Silakan lanjutkan berita tentang pidato iftitah Haedar Nashir di Muktamar Muhammadiyah dan ‘Aisyiyah ke-48, dimulai setelah kalimat terakhirnya.

**Potongan dokumen**
----

MUHAMMADIYAH.OR.ID, SURAKARTA – Ketua Umum Pimpinan Pusat Muhammadiyah, Haedar Nashir menyampaikan pidato iftitah dalam Sidang Pleno II Muktamar Muhammadiyah dan ‘Aisyiyah ke-48 di Auditorium Djazman Al-Kindi Universitas Muhammadiyah Surakarta (UMS), Sabtu sore (19/11).
Pada kesempatan tersebut Haedar Nashir mengawali dengan syukur sekaligus belasungkawa atas wafatnya tiga pengurus PP Muhammadiyah periode 2015-2020, yakni almarhum Prof. Dr. H. Yunahar Ilyas, Prof. Dr. H. Suyatno, dan Prof. H. Bahtiar Effendi. Haedar juga berbelasungkawa atas para tokoh di tingkat wilayah hingga ranting yang wafat karena Covid-19 selama rentang 2020-2022.
Masih dalam suasana pandemi, Haedar mengingatkan para peserta Muktamar untuk tetap bersikap seksama, penuh tawakal, dan tetap berikhtiar sebagaimana firman Allah dalam Surat Muhammad ayat 31.
Dalam menghadapi musibah, wawasan Muhammadiyah sendiri kata Haedar bersifat holistik mencerminkan pandangan Islam berkemajuan yang mencerahkan, yakni mengembangkan ijtihad dipandu Alquran dan Sunnah beserta Maqashid as-Syari’ah secara bayani, burhani, dan ‘irfani.
Hal ini terbukti dengan bagaimana Muhammadiyah tidak mandek selama pandemi, justru di samping tetap melakukan giat dakwah sembari mengatasi pandemi, amal usaha Muhammadiyah terus bertumbuhan di berbagai daerah tanah air, pelosok, hingga di luar negeri seperti Malaysia dan Australia.

----

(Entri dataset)

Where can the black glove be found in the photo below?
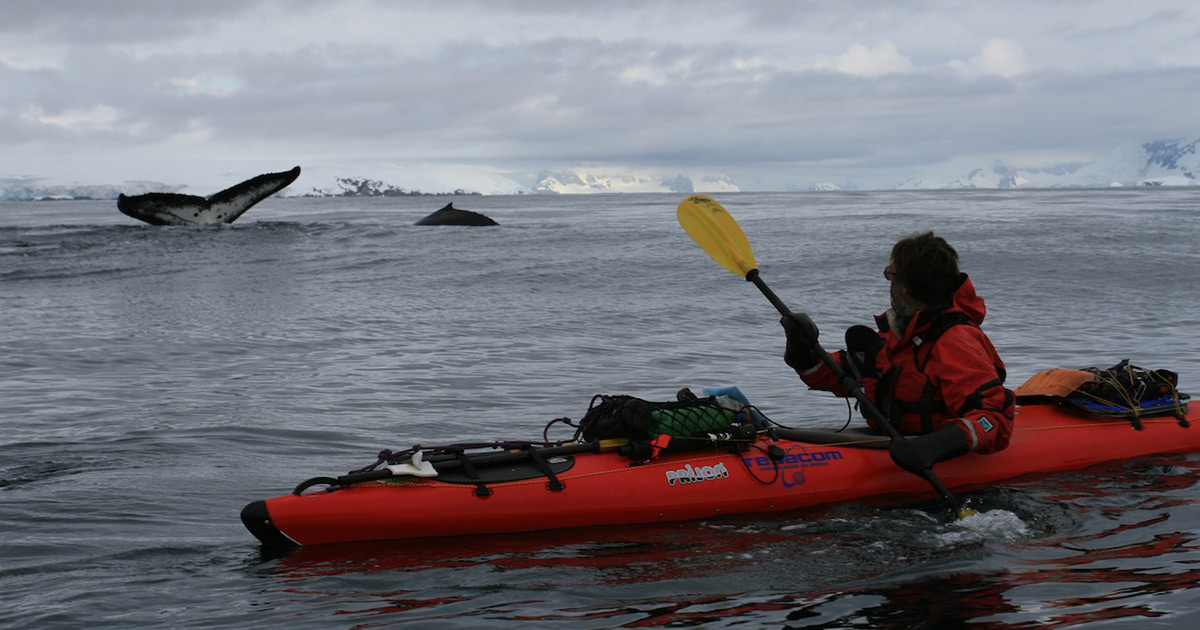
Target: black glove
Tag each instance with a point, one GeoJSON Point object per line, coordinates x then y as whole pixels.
{"type": "Point", "coordinates": [921, 454]}
{"type": "Point", "coordinates": [802, 342]}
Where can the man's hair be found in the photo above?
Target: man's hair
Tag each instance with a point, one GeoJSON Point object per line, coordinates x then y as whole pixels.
{"type": "Point", "coordinates": [928, 265]}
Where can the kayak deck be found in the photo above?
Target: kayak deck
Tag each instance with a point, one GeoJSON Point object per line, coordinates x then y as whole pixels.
{"type": "Point", "coordinates": [802, 468]}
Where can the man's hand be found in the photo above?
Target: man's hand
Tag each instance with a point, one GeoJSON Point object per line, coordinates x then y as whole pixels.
{"type": "Point", "coordinates": [802, 342]}
{"type": "Point", "coordinates": [921, 454]}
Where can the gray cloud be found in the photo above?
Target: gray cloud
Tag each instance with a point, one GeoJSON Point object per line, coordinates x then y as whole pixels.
{"type": "Point", "coordinates": [531, 84]}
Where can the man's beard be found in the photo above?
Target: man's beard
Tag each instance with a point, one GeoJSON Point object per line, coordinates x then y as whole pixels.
{"type": "Point", "coordinates": [900, 310]}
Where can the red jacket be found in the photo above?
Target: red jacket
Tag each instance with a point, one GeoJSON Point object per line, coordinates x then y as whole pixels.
{"type": "Point", "coordinates": [943, 369]}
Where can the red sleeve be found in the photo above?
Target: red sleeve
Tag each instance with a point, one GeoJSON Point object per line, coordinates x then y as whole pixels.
{"type": "Point", "coordinates": [967, 371]}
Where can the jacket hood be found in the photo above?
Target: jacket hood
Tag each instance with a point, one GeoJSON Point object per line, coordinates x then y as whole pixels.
{"type": "Point", "coordinates": [965, 300]}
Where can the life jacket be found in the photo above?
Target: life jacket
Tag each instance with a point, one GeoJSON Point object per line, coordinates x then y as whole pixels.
{"type": "Point", "coordinates": [897, 407]}
{"type": "Point", "coordinates": [941, 369]}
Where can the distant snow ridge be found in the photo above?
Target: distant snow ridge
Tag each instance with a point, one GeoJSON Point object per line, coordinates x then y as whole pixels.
{"type": "Point", "coordinates": [579, 181]}
{"type": "Point", "coordinates": [1170, 162]}
{"type": "Point", "coordinates": [35, 189]}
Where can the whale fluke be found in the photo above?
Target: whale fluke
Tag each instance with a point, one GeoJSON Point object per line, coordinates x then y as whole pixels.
{"type": "Point", "coordinates": [174, 209]}
{"type": "Point", "coordinates": [454, 216]}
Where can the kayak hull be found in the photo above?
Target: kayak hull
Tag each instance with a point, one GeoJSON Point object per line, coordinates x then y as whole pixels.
{"type": "Point", "coordinates": [607, 489]}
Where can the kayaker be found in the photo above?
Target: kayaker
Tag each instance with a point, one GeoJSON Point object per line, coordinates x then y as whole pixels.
{"type": "Point", "coordinates": [929, 367]}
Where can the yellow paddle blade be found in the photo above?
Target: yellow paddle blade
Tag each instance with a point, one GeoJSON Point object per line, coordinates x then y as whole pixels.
{"type": "Point", "coordinates": [717, 233]}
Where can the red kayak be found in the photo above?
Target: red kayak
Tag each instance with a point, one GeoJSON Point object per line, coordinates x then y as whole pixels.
{"type": "Point", "coordinates": [592, 484]}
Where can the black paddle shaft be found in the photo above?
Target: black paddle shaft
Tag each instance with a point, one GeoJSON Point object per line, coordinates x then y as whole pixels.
{"type": "Point", "coordinates": [855, 388]}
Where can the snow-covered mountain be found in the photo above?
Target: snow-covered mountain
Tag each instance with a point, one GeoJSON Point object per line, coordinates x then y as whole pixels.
{"type": "Point", "coordinates": [581, 181]}
{"type": "Point", "coordinates": [1173, 162]}
{"type": "Point", "coordinates": [1165, 162]}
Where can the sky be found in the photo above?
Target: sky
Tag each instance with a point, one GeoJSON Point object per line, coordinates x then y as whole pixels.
{"type": "Point", "coordinates": [772, 94]}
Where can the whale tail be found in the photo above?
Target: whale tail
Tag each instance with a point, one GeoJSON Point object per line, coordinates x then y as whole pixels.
{"type": "Point", "coordinates": [225, 207]}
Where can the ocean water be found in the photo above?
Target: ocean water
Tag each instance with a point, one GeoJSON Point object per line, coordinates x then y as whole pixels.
{"type": "Point", "coordinates": [155, 379]}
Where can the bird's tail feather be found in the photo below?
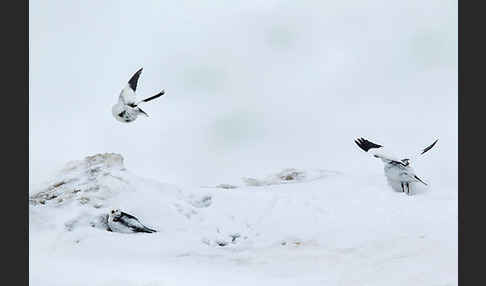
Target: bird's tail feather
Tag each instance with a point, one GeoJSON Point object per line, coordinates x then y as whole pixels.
{"type": "Point", "coordinates": [153, 97]}
{"type": "Point", "coordinates": [143, 112]}
{"type": "Point", "coordinates": [420, 180]}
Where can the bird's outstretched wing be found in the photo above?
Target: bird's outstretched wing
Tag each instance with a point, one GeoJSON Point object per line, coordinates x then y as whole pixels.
{"type": "Point", "coordinates": [134, 80]}
{"type": "Point", "coordinates": [133, 223]}
{"type": "Point", "coordinates": [366, 146]}
{"type": "Point", "coordinates": [428, 147]}
{"type": "Point", "coordinates": [423, 151]}
{"type": "Point", "coordinates": [127, 95]}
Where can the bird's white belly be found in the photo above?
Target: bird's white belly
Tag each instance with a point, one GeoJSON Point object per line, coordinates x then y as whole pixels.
{"type": "Point", "coordinates": [118, 227]}
{"type": "Point", "coordinates": [398, 173]}
{"type": "Point", "coordinates": [124, 113]}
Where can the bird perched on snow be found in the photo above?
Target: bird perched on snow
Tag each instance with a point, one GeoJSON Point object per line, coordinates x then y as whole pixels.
{"type": "Point", "coordinates": [127, 108]}
{"type": "Point", "coordinates": [396, 170]}
{"type": "Point", "coordinates": [119, 221]}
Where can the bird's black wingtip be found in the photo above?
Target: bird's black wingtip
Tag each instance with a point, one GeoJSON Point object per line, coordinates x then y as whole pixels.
{"type": "Point", "coordinates": [366, 145]}
{"type": "Point", "coordinates": [134, 79]}
{"type": "Point", "coordinates": [429, 147]}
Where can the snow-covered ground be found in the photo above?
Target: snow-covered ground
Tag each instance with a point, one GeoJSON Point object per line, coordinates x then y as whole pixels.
{"type": "Point", "coordinates": [338, 229]}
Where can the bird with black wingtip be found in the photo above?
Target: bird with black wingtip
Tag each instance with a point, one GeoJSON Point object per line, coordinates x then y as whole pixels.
{"type": "Point", "coordinates": [119, 221]}
{"type": "Point", "coordinates": [128, 108]}
{"type": "Point", "coordinates": [397, 171]}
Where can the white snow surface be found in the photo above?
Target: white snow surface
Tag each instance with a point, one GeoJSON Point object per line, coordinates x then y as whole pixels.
{"type": "Point", "coordinates": [337, 229]}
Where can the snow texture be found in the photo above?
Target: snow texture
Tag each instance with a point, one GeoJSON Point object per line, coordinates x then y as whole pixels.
{"type": "Point", "coordinates": [318, 230]}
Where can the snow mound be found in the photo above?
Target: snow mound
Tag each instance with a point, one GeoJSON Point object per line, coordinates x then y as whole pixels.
{"type": "Point", "coordinates": [87, 182]}
{"type": "Point", "coordinates": [287, 176]}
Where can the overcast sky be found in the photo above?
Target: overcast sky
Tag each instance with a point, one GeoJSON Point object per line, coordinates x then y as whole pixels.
{"type": "Point", "coordinates": [251, 86]}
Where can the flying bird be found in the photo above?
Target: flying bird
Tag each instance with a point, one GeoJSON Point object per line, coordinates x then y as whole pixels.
{"type": "Point", "coordinates": [396, 170]}
{"type": "Point", "coordinates": [119, 221]}
{"type": "Point", "coordinates": [127, 108]}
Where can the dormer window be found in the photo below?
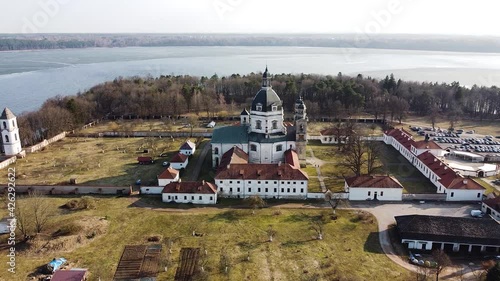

----

**Kolom jawaban**
“Alhamdulillah di tengah beban berat Covid-19 seluruh komponen Muhammadiyah bergerak aktif selain mengatasi wabah juga menjalankan usaha-usaha pergerakan tanpa kenal lelah,” puji Haedar kepada MCCC beserta seluruh ortom yang proaktif dan kolaboratif.
Apa yang nampak tersebut, menurut Haedar adalah etos berkemajuan dan DNA otentik Muhammadiyah yang tetap tumbuh dan terawat di tiap warga Persyarikatan karena dijiwai nilai Islam. Meski maju (progresif) Muhammadiyah berbeda dengan tradisi Barat yang sekuler-liberal.
“Itulah semangat, spirit, jiwa, alam pikiran, dan tindakan yang mengusung kemajuan untuk menciptakan kondisi Muhammadiyah semakin lebih baik, berkualitas, dan berkeunggulan. Dengan etos kemajuan yang menjadi DNA Muhammadiyah, organisasi ini memiliki kekuatan yang khas dan menjadikan dirinya memiliki “distinctive” atau pembeda dengan organisasi lain,” jelasnya.
Karakter dinamis dan progresif untuk mewujudkan Islam sebagai agama peradaban (Din Al-Hadlarah) kata dia pokok pikirannya telah dirumuskan dalam Muktamar ke-47 di Yogyakarta tahun 2010. Pokok pikiran ini kemudian disempurnakan dalam “Risalah Islam Berkemajuan” yang akan diluncurkan pada Muktamar ke-48 di Surakarta pekan ini.
Haedar berharap, seluruh warga Persyarikatan terus merawat dan melipatgandakan kualitas sifat, karakter, dan etos di atas agar Muhammadiyah menjadi representasi tentang umat terbaik (khairu ummah) di dunia nyata.
“Semua aktor (anggota, kader, pimpinan) dan institusi (persyarikatan dengan seluruh bagiannya) harus terlibat aktif dan dinamis memajukan umat, bangsa, dan kemanusiaan global sebagaimana tercermin dalam tema Muktamar ke-48 “Memajukan Indonesia, Mencerahkan Semesta”, yang menggambarkan derap berkemajuan Muhammadiyah di era persaingan kehidupan yang kompleks saat ini. Semua pihak berkontribusi dalam wujud apapun, sehingga tidak ada yang berpangku tangan dalam derap kemajuan itu, apalagi sampai “ketinggalan kereta” dari jalan kemajuan Muhammadiyah,” tegasnya.